Problems to work on:
a. According to the passage on Guatemala, since what year has the FAFG carried out exhumations across the country?
b. Please retype everything in the entries from their very beginning down to the line containing "POLYGON ((74 323, 81", with both ends included. Leave the pictures out of your answer.

Extract provided:
————————

Monsenõr Juan Gerardi was responsible for overseeing the Recuperation of Historic Memory (REMHI) project, a record of testimonials given by the survivors of the 36 year internal armed conflict which includes the genocide of the early 1980's. The REMHI project originated due to the limitations of the Truth Commission, an outcome of the 1996 Peace Accords which emphasized that the citizens of Guatemala had a right to the "full truth" of the events which occurred during the 36 year internal armed conflict (REHMI, 1999). The REHMI report was released on April 24th, 1998. On April 26th, Monsenõr Juan Gerardi was murdered in the garage his home. This memorial stands across from the San Sebastian Church. Recuperation of Historic Memory (REMHI) report: Guatemala Never Again (inset) was published in 1998.

We arrived at the office of the Guatemalan Forensic Anthropology Foundation (FAFG) to meet with Fredy Peccerelli and tour the facility. Since 1992, the FAFG have performed exhumations across Guatemala. There are three types of exhumations: (1) closed cases which are massacres carried out in front of the community; (2) open cases occurring on former military bases where targeted victims were transported, killed, and dumped into mass graves, generally wells; and (3) forced disappearances. Exhumations begin with a request by a community which was impacted by the State terrorism and genocide of the past, involves digging up the remains of victims usually from mass graves, and determining - when possible - the cause of death and identity. Exhumations serve three very important purposes: (1) every exhumation initiates criminal proceedings to determine cause of death and who committed the crime; (2) once completed, remains are returned to surviving families who bury their loved ones in a traditionally acceptable way; and (3) empowering the communities by allowing them to rebuild following the burial ceremonies. (Photo credit: JP Laplante)

————————

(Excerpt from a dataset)

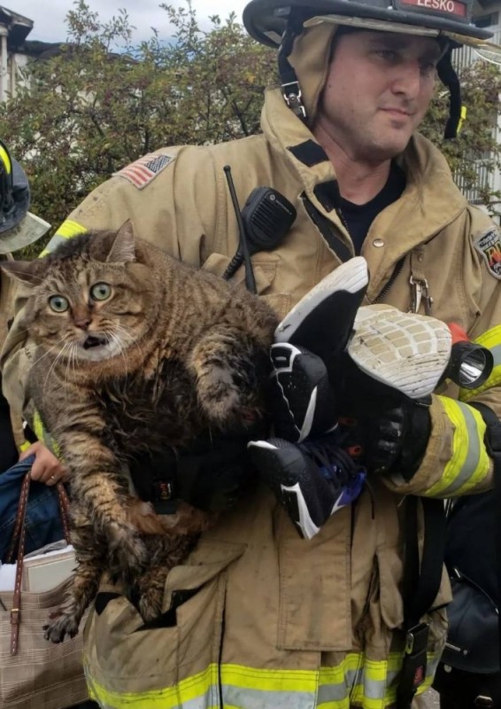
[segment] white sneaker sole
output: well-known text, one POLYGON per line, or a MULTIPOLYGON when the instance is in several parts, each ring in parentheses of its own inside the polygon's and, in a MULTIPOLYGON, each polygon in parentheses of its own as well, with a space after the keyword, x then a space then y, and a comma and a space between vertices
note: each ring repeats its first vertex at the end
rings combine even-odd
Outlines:
POLYGON ((317 284, 288 313, 274 332, 275 342, 289 342, 306 317, 331 295, 344 291, 357 293, 366 288, 369 282, 367 262, 362 256, 354 256, 342 263, 317 284))
POLYGON ((389 305, 358 308, 348 354, 359 369, 411 399, 430 394, 451 357, 445 323, 389 305))

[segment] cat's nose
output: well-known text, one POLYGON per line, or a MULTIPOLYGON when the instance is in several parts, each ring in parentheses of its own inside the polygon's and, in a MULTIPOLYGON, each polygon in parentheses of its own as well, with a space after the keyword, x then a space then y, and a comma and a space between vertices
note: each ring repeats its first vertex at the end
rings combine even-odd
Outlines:
POLYGON ((74 323, 81 330, 88 330, 89 325, 92 322, 90 317, 75 317, 74 323))

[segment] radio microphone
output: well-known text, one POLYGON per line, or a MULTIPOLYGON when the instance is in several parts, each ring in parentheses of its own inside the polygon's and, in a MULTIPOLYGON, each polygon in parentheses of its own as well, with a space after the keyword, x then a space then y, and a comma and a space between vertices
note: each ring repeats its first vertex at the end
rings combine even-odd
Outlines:
MULTIPOLYGON (((229 169, 229 166, 225 168, 227 176, 227 168, 229 169)), ((240 214, 243 227, 240 231, 240 244, 223 274, 223 278, 231 278, 245 261, 245 247, 249 253, 250 263, 248 266, 247 261, 245 262, 246 270, 248 268, 252 269, 250 254, 276 248, 290 230, 296 215, 293 205, 276 190, 271 187, 256 187, 252 190, 240 214)))
MULTIPOLYGON (((225 165, 223 169, 225 171, 231 201, 235 210, 235 215, 236 216, 238 234, 240 237, 238 250, 242 250, 242 260, 240 262, 242 263, 242 261, 243 261, 245 263, 245 286, 248 291, 250 291, 251 293, 257 293, 258 289, 256 288, 256 279, 254 278, 254 271, 252 270, 252 262, 250 261, 250 254, 249 253, 249 245, 247 244, 245 227, 243 226, 243 222, 242 221, 240 205, 238 204, 238 199, 236 197, 236 192, 235 191, 235 184, 233 183, 233 177, 231 176, 231 168, 229 165, 225 165)), ((223 273, 223 278, 224 277, 225 274, 223 273)))

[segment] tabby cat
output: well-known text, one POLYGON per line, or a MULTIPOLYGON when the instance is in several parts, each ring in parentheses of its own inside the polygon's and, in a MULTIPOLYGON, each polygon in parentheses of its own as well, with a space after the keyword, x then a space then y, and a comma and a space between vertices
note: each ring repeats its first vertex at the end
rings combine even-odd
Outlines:
POLYGON ((211 516, 187 503, 156 515, 135 491, 131 457, 252 426, 263 412, 256 362, 267 361, 275 316, 135 238, 129 222, 3 267, 28 286, 24 325, 38 346, 28 397, 70 471, 78 567, 45 636, 76 635, 104 571, 151 620, 168 570, 211 516))

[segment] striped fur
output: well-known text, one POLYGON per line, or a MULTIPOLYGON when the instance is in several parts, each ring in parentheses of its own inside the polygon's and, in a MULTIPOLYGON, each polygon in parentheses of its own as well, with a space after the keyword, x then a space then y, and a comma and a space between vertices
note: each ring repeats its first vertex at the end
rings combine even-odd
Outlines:
POLYGON ((135 493, 130 458, 254 425, 263 412, 256 364, 267 362, 275 316, 243 287, 135 239, 129 222, 9 269, 31 286, 29 394, 71 472, 78 569, 46 636, 77 633, 104 572, 150 620, 169 568, 211 516, 186 503, 156 515, 135 493))

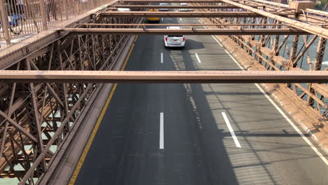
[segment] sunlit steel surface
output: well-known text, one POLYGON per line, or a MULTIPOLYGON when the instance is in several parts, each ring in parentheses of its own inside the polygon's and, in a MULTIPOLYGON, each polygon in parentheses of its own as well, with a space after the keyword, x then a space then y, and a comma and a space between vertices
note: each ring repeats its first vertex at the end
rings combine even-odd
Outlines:
POLYGON ((299 35, 306 32, 296 29, 141 29, 65 28, 63 32, 78 34, 173 34, 183 35, 299 35))
POLYGON ((17 83, 328 83, 328 71, 0 71, 17 83))

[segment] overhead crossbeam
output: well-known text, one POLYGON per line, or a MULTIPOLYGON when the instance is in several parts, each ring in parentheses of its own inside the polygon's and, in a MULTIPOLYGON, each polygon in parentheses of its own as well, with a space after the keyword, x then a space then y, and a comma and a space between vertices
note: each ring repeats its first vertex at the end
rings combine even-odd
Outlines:
POLYGON ((299 35, 306 32, 296 29, 142 29, 65 28, 63 32, 77 34, 181 34, 181 35, 299 35))
POLYGON ((235 27, 235 26, 261 26, 261 27, 268 27, 268 26, 284 26, 283 24, 100 24, 100 23, 85 23, 85 24, 78 24, 76 27, 78 26, 95 26, 95 27, 107 27, 107 26, 149 26, 149 27, 158 27, 158 26, 191 26, 191 27, 202 27, 202 26, 220 26, 220 27, 235 27))
MULTIPOLYGON (((169 5, 169 6, 159 6, 159 5, 112 5, 111 7, 115 8, 168 8, 168 9, 172 9, 172 8, 236 8, 235 6, 226 6, 226 5, 200 5, 200 6, 184 6, 183 7, 181 6, 174 6, 174 5, 169 5)), ((257 6, 254 6, 257 7, 257 6)))
POLYGON ((163 12, 163 11, 107 11, 100 13, 100 16, 139 17, 139 18, 261 18, 259 14, 246 12, 163 12))
POLYGON ((328 83, 328 71, 0 71, 0 81, 17 83, 328 83))
POLYGON ((118 2, 125 3, 219 3, 221 0, 119 0, 118 2))

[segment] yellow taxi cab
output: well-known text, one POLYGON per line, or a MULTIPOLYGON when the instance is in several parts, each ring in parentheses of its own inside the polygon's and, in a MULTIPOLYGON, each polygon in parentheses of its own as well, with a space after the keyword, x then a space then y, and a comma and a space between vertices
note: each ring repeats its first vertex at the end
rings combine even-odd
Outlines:
MULTIPOLYGON (((158 11, 158 9, 149 9, 148 11, 158 11)), ((159 18, 147 18, 148 22, 159 22, 159 18)))

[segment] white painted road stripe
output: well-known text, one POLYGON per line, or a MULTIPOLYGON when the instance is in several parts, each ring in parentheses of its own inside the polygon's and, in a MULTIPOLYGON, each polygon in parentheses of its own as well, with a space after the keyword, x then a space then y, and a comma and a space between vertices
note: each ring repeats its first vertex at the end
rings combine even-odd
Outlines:
POLYGON ((221 43, 217 39, 217 38, 215 38, 215 36, 214 35, 212 35, 212 36, 219 43, 219 45, 220 45, 221 47, 223 47, 222 44, 221 44, 221 43))
POLYGON ((160 149, 164 149, 164 113, 160 113, 160 149))
POLYGON ((229 129, 230 133, 231 133, 231 136, 233 137, 233 141, 235 142, 235 146, 237 146, 238 148, 241 148, 238 139, 237 139, 237 137, 235 135, 235 132, 233 132, 233 130, 231 127, 231 125, 230 124, 230 121, 228 119, 228 117, 226 115, 226 113, 221 112, 221 114, 222 114, 222 116, 224 116, 224 121, 226 121, 226 125, 228 126, 228 128, 229 129))
POLYGON ((201 63, 202 62, 200 61, 200 59, 199 59, 198 55, 197 53, 195 53, 195 55, 196 56, 197 60, 198 61, 198 63, 201 63))
MULTIPOLYGON (((242 70, 245 71, 244 68, 237 62, 237 60, 235 59, 233 56, 232 56, 228 50, 226 49, 224 50, 228 55, 232 58, 232 60, 237 64, 237 65, 242 70)), ((295 129, 295 130, 299 133, 299 135, 301 135, 301 137, 304 139, 304 141, 312 148, 312 149, 317 153, 317 156, 326 163, 326 165, 328 166, 328 160, 322 155, 321 152, 319 151, 319 150, 315 147, 312 142, 299 130, 299 129, 296 126, 295 123, 288 118, 288 116, 282 111, 282 110, 275 104, 275 102, 271 99, 271 97, 269 97, 266 92, 261 88, 259 84, 255 83, 255 85, 259 89, 259 90, 264 95, 264 96, 269 100, 269 102, 273 105, 273 107, 275 107, 275 109, 279 111, 279 113, 282 115, 282 116, 286 119, 286 121, 292 125, 292 127, 295 129)))

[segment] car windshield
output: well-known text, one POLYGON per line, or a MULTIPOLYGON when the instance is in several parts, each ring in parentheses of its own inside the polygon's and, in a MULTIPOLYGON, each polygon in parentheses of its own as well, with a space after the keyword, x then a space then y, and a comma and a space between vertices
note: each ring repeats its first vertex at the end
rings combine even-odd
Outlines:
POLYGON ((168 35, 168 37, 184 37, 183 35, 168 35))

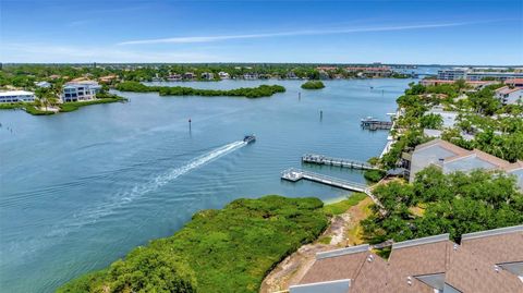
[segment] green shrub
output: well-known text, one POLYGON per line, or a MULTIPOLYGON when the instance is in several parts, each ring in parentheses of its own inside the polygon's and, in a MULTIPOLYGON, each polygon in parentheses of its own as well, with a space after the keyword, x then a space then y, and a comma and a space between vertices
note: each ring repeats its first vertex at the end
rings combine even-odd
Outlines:
POLYGON ((320 81, 308 81, 302 85, 304 89, 320 89, 324 87, 325 85, 320 81))
POLYGON ((346 199, 326 205, 324 211, 326 215, 336 216, 345 212, 350 207, 357 205, 367 197, 364 193, 353 193, 346 199))
POLYGON ((235 89, 198 89, 183 86, 146 86, 138 82, 123 82, 117 85, 118 90, 149 93, 158 91, 160 96, 230 96, 260 98, 270 97, 277 93, 284 93, 285 88, 280 85, 260 85, 258 87, 241 87, 235 89))
POLYGON ((327 224, 317 198, 236 199, 195 213, 174 235, 135 248, 59 292, 258 292, 278 263, 327 224))
POLYGON ((381 170, 365 170, 363 176, 369 182, 378 182, 386 175, 385 171, 381 170))

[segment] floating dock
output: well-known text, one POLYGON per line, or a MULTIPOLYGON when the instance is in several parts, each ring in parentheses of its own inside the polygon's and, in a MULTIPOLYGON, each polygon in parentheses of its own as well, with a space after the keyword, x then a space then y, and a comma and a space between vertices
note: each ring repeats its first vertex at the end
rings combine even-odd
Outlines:
POLYGON ((352 182, 343 179, 337 179, 324 174, 318 174, 318 173, 313 173, 300 169, 288 169, 283 171, 281 174, 281 179, 291 181, 291 182, 296 182, 302 179, 318 182, 321 184, 330 185, 333 187, 342 188, 342 190, 348 190, 352 192, 361 192, 365 193, 367 190, 366 184, 357 183, 357 182, 352 182))
POLYGON ((367 162, 362 162, 362 161, 356 161, 351 159, 332 158, 332 157, 327 157, 324 155, 316 155, 316 154, 303 155, 302 162, 327 164, 327 166, 339 166, 342 168, 360 169, 360 170, 379 170, 379 168, 376 168, 367 162))
POLYGON ((381 215, 386 215, 387 211, 384 208, 384 205, 379 202, 379 199, 374 196, 374 194, 370 192, 370 188, 363 183, 357 183, 357 182, 352 182, 343 179, 338 179, 338 178, 332 178, 324 174, 318 174, 314 172, 308 172, 295 168, 287 169, 281 173, 281 179, 291 181, 291 182, 297 182, 302 179, 314 181, 317 183, 321 183, 325 185, 351 191, 351 192, 360 192, 360 193, 365 193, 373 202, 379 207, 379 212, 381 215))
POLYGON ((392 122, 390 121, 379 121, 374 118, 365 118, 362 119, 360 124, 362 129, 369 130, 369 131, 377 131, 377 130, 390 130, 392 129, 392 122))

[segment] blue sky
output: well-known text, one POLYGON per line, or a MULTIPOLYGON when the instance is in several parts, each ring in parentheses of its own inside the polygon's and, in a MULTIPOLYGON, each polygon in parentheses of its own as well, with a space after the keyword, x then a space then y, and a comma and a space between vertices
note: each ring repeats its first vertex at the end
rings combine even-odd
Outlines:
POLYGON ((1 0, 1 62, 523 64, 521 0, 1 0))

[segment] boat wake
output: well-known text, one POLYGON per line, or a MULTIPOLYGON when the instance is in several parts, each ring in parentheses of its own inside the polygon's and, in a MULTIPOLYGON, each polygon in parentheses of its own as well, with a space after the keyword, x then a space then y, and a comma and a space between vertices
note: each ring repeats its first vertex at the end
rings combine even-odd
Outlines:
MULTIPOLYGON (((207 154, 190 160, 187 163, 181 167, 170 169, 145 183, 136 184, 130 190, 114 194, 111 196, 111 199, 108 203, 80 210, 73 216, 73 219, 68 219, 66 222, 62 222, 61 224, 52 227, 48 233, 42 235, 42 237, 39 237, 38 240, 35 239, 33 242, 26 241, 24 245, 29 247, 27 247, 27 249, 23 249, 24 253, 22 253, 21 256, 28 256, 37 249, 52 245, 59 241, 59 239, 78 231, 80 228, 94 224, 99 219, 114 213, 117 209, 123 208, 131 202, 138 199, 150 192, 155 192, 174 181, 179 176, 200 168, 212 160, 231 154, 232 151, 238 150, 245 145, 247 145, 247 143, 239 141, 215 148, 207 154)), ((20 252, 21 248, 22 247, 20 247, 20 243, 13 243, 12 249, 17 249, 20 252)), ((3 252, 1 255, 2 257, 4 256, 3 252)))
POLYGON ((88 212, 83 212, 83 215, 76 215, 75 218, 83 218, 84 221, 82 221, 81 225, 86 224, 85 220, 87 220, 88 223, 95 222, 97 219, 108 216, 111 212, 114 211, 114 209, 120 208, 121 206, 129 204, 145 194, 151 193, 157 191, 158 188, 169 184, 173 180, 178 179, 181 175, 184 175, 194 169, 197 169, 199 167, 203 167, 204 164, 209 163, 210 161, 214 161, 220 157, 223 157, 243 146, 245 146, 247 143, 239 141, 234 142, 224 146, 221 146, 219 148, 215 148, 211 151, 204 154, 202 156, 198 156, 192 160, 190 160, 184 166, 173 168, 168 170, 165 173, 161 173, 157 175, 156 178, 149 180, 148 182, 136 184, 133 186, 131 190, 118 193, 113 199, 112 203, 108 203, 104 206, 99 206, 95 210, 89 210, 88 212))

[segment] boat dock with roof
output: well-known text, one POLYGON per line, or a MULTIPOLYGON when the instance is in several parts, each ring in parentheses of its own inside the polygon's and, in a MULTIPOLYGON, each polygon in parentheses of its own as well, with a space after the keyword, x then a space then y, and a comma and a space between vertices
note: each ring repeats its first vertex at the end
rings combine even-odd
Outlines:
POLYGON ((327 164, 327 166, 339 166, 342 168, 361 169, 361 170, 378 170, 379 169, 367 162, 362 162, 362 161, 356 161, 351 159, 332 158, 332 157, 327 157, 324 155, 316 155, 316 154, 303 155, 302 162, 327 164))
POLYGON ((375 118, 367 117, 362 119, 360 124, 362 129, 369 130, 369 131, 377 131, 377 130, 390 130, 392 129, 391 121, 379 121, 375 118))

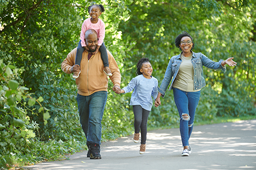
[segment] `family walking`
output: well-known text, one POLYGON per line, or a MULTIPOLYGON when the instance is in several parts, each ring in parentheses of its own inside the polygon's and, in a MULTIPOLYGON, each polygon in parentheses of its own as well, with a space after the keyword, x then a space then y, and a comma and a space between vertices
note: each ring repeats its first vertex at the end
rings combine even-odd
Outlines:
POLYGON ((78 47, 68 54, 61 63, 61 69, 73 74, 78 91, 77 101, 80 123, 87 138, 89 151, 87 157, 92 159, 101 158, 100 141, 101 120, 108 98, 109 76, 116 93, 128 93, 133 90, 130 105, 134 114, 133 141, 139 142, 139 153, 146 152, 147 119, 155 100, 155 107, 161 104, 170 83, 175 104, 180 115, 180 130, 182 143, 182 156, 189 156, 191 152, 189 139, 193 129, 196 110, 201 89, 206 85, 203 66, 226 71, 237 63, 229 58, 214 62, 201 53, 194 53, 192 37, 186 32, 178 35, 175 40, 181 53, 169 60, 164 78, 158 87, 158 80, 152 76, 153 68, 150 59, 142 58, 137 64, 136 77, 126 87, 121 89, 121 74, 114 57, 105 48, 104 22, 98 18, 104 11, 100 5, 89 7, 90 18, 82 26, 78 47))

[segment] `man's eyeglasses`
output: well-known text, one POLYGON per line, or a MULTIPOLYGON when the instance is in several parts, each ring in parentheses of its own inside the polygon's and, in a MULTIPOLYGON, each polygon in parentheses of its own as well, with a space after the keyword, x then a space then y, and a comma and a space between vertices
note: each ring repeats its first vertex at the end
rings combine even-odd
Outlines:
POLYGON ((187 40, 187 41, 180 41, 180 43, 182 44, 182 45, 185 44, 186 43, 188 44, 191 44, 191 42, 192 42, 192 41, 190 40, 187 40))

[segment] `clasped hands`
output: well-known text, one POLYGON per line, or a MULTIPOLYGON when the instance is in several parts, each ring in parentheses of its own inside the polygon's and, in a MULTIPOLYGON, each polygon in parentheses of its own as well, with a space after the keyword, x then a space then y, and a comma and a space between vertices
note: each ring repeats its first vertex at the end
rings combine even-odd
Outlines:
POLYGON ((112 90, 115 91, 116 94, 120 94, 121 93, 121 88, 118 86, 114 86, 112 90))

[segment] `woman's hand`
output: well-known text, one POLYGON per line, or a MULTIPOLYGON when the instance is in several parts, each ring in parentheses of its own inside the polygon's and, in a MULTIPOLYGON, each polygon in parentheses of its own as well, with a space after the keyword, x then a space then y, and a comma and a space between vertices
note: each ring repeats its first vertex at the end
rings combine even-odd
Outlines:
POLYGON ((75 64, 71 67, 71 72, 80 71, 80 66, 78 64, 75 64))
POLYGON ((224 66, 225 64, 227 64, 229 66, 231 67, 237 65, 237 63, 232 60, 233 58, 234 58, 233 57, 230 57, 228 58, 226 60, 222 61, 221 62, 221 65, 224 66))
POLYGON ((157 99, 156 99, 156 101, 155 101, 155 106, 158 107, 159 105, 161 105, 161 101, 160 100, 160 97, 162 95, 162 94, 160 93, 158 93, 158 95, 157 95, 157 99))

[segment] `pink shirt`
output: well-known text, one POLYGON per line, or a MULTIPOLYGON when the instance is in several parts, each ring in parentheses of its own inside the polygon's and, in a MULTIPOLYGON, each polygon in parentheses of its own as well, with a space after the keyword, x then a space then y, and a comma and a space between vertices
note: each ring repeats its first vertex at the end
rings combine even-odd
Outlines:
POLYGON ((98 34, 98 45, 101 45, 105 38, 105 24, 102 20, 98 18, 98 22, 96 23, 93 23, 91 22, 91 17, 86 19, 82 23, 82 30, 80 38, 81 39, 81 45, 82 46, 86 46, 84 42, 84 34, 89 29, 93 29, 97 32, 98 34))

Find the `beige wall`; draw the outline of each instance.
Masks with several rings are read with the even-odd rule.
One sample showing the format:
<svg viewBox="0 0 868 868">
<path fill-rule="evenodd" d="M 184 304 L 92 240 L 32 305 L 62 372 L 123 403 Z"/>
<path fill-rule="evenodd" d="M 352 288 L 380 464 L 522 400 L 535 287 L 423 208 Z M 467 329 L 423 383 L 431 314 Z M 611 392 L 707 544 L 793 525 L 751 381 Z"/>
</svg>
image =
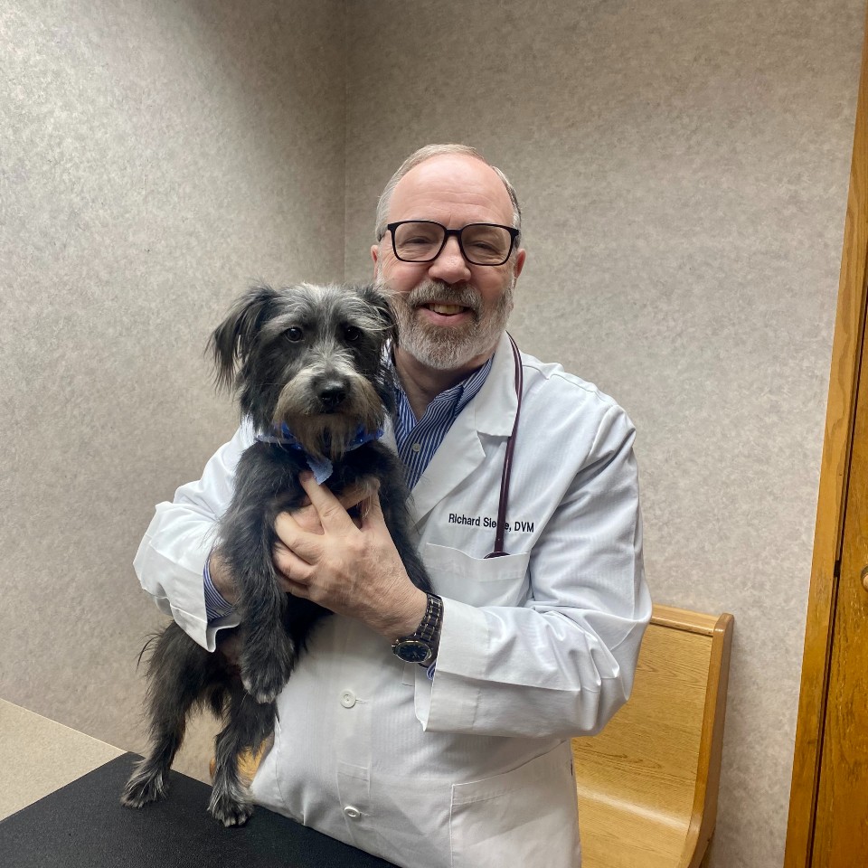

————————

Answers to each task:
a. Since 1992.

b.
[segment] white sneaker sole
output: well-known text, one POLYGON per line, or a MULTIPOLYGON when the instance is in several parts, each ring in parentheses of its own inside the polygon's and, in a MULTIPOLYGON, each polygon in parentheses of its own as well, with a space after the keyword, x then a space then y, and a comma and a space between vertices
note: each ring repeats its first vertex at the end
rings combine even-odd
Outlines:
POLYGON ((317 284, 288 313, 274 332, 275 342, 289 342, 306 317, 331 295, 344 291, 357 293, 366 288, 369 282, 367 262, 362 256, 354 256, 342 263, 317 284))
POLYGON ((389 305, 358 308, 348 354, 359 369, 411 399, 430 394, 451 357, 445 323, 389 305))

[segment] cat's nose
output: well-known text, one POLYGON per line, or a MULTIPOLYGON when the instance is in several parts, each ring in parentheses of its own inside the polygon's and, in a MULTIPOLYGON, each polygon in parentheses of its own as well, with a space after the keyword, x then a space then y, and a comma and a space between vertices
note: each ring repeats its first vertex at the end
rings combine even-odd
Outlines:
POLYGON ((74 323, 81 330, 88 330, 89 325, 92 322, 90 317, 75 317, 74 323))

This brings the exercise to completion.